• [Data supplied]
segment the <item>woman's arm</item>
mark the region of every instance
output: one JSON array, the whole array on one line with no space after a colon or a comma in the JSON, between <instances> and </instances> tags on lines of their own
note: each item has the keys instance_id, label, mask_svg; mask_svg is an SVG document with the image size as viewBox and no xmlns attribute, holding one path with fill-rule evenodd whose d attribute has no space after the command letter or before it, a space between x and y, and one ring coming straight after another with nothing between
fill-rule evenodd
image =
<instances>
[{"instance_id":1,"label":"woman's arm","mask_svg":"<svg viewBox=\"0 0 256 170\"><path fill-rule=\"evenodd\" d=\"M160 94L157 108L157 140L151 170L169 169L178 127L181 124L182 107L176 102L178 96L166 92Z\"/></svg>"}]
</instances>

• [Written problem] Can you copy this material back out line for line, with nothing changed?

• [Complete response]
segment the <item>woman's arm</item>
mark the region of every instance
output: one JSON array, the whole array on one line with no space after a colon or a comma in the JSON, between <instances> and </instances> tags on lines of their own
note: each item has the keys instance_id, label, mask_svg; mask_svg is an SVG document with the image size as viewBox and no xmlns attribute, holding one path with fill-rule evenodd whose d attribute has no space after the command letter or before it, a space between x and y, and one ring coming straight after another with nothing between
fill-rule evenodd
image =
<instances>
[{"instance_id":1,"label":"woman's arm","mask_svg":"<svg viewBox=\"0 0 256 170\"><path fill-rule=\"evenodd\" d=\"M160 94L157 108L157 140L151 170L169 169L178 127L181 124L182 107L176 102L178 96L166 92Z\"/></svg>"}]
</instances>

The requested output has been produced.